Brief =>
Every line below is to be quoted exactly, with nothing added or dropped.

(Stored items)
====

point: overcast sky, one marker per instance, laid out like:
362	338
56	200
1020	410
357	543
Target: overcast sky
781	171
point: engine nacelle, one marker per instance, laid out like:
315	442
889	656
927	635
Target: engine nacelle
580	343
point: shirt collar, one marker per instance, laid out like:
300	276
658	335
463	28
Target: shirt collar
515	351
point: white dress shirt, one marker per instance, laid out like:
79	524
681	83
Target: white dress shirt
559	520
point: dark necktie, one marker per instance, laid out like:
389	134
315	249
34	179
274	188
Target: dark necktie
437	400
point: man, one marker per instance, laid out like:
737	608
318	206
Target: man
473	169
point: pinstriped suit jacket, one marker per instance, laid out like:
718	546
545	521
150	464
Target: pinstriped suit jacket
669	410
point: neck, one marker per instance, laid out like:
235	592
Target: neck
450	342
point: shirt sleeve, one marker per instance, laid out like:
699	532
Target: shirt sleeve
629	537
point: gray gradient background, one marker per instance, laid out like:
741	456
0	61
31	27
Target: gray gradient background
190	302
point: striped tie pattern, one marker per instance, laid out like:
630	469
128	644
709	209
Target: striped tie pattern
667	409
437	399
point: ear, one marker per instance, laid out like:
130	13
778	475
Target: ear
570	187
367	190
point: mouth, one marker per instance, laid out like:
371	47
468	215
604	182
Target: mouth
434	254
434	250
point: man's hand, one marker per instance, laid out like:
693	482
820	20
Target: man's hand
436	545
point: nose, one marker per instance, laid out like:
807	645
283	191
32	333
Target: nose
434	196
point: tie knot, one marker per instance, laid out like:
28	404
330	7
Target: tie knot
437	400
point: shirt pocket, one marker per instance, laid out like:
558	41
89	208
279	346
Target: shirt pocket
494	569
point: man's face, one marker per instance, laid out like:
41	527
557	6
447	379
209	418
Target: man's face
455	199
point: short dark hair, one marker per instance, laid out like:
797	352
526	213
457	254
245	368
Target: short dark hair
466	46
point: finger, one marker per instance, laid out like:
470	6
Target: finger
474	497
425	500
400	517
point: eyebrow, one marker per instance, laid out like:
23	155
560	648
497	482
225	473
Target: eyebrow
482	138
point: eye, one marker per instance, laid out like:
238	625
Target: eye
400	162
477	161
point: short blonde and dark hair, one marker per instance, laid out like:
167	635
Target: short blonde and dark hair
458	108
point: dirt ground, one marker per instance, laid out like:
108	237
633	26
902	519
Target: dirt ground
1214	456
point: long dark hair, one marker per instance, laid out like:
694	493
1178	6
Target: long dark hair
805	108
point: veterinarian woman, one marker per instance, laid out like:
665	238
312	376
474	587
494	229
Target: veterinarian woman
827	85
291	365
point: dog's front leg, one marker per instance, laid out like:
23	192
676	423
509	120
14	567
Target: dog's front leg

====

Result of this task =>
point: overcast sky, one marker per instance, laid out like:
362	338
56	200
1020	410
357	543
Target: overcast sky
781	171
point: engine nacelle, one marker per instance, laid out like:
315	442
889	656
927	635
Target: engine nacelle
580	343
point: shirt collar, one marker per instance, laid out like:
300	276
658	335
463	28
Target: shirt collar
515	351
point: white dress shirt, one marker per instance, laid out like:
79	524
681	83
Target: white dress shirt
559	520
point: dark necktie, one marker per instance, laid out like:
389	134
315	249
34	179
274	188
Target: dark necktie
437	400
point: man, one marker per instance, laid out like:
737	608
318	206
Target: man
473	169
point: pinstriped suit jacket, one marker per instance, laid out like:
718	546
545	521
150	464
Target: pinstriped suit jacket
669	410
point: neck, one marker per instance, laid out like:
235	592
Target: neck
450	342
point: shirt sleeve, one marker per instance, laid out like:
699	532
Target: shirt sleeve
629	537
point: gray gradient background, one marker per instance, laid out like:
741	456
0	61
31	27
Target: gray gradient background
190	302
point: striped tie pattern, one marker per instance, laid out like:
630	469
128	644
709	209
Target: striped tie pattern
667	409
437	399
point: ear, one marker per instance, laid out like:
130	13
778	475
Target: ear
570	187
367	190
point: mouth, one marker per instance, laid out like:
371	47
468	215
604	182
Target: mouth
434	254
434	250
point: man's hand, one marker per instance, laid out like:
693	482
820	20
Target: man's hand
436	545
point: nose, one marker per instance, laid out like:
807	645
283	191
32	333
Target: nose
434	196
point: tie knot, one marker per instance, laid out like:
28	404
330	7
Target: tie knot
437	400
point: shirt pocket, one marker per instance, laid out like:
558	41
89	208
279	346
Target: shirt pocket
494	569
point: man's face, one marker per instance, laid out like:
41	527
557	6
447	379
209	418
Target: man's face
455	199
point: short dark hair, one marker per instance, laid out like:
797	352
526	213
457	254
245	368
Target: short dark hair
466	46
point: finger, one marker per instance, laid out like:
470	6
Target: finger
474	497
425	500
400	517
point: eyebrow, one marker per instance, laid out like:
23	155
560	648
497	482
225	473
Target: eyebrow
482	138
point: eye, one marker per instance, laid out like:
238	625
Target: eye
400	162
477	161
point: short blonde and dark hair, one marker per instance, laid out like:
167	635
Target: short blonde and dark hair
458	108
point: dirt ground, one marker per instance, laid out like:
108	237
633	26
902	519
Target: dirt ground
1214	456
point: long dark hair, one marker per instance, laid out like:
694	493
1178	6
Target: long dark hair
805	108
point: veterinarian woman, one marker per instance, laid out like:
665	238
312	376
474	587
494	229
Target: veterinarian woman
827	85
291	365
point: dog's front leg, one marker per instance, laid out like:
23	192
676	423
509	120
14	567
Target: dog's front leg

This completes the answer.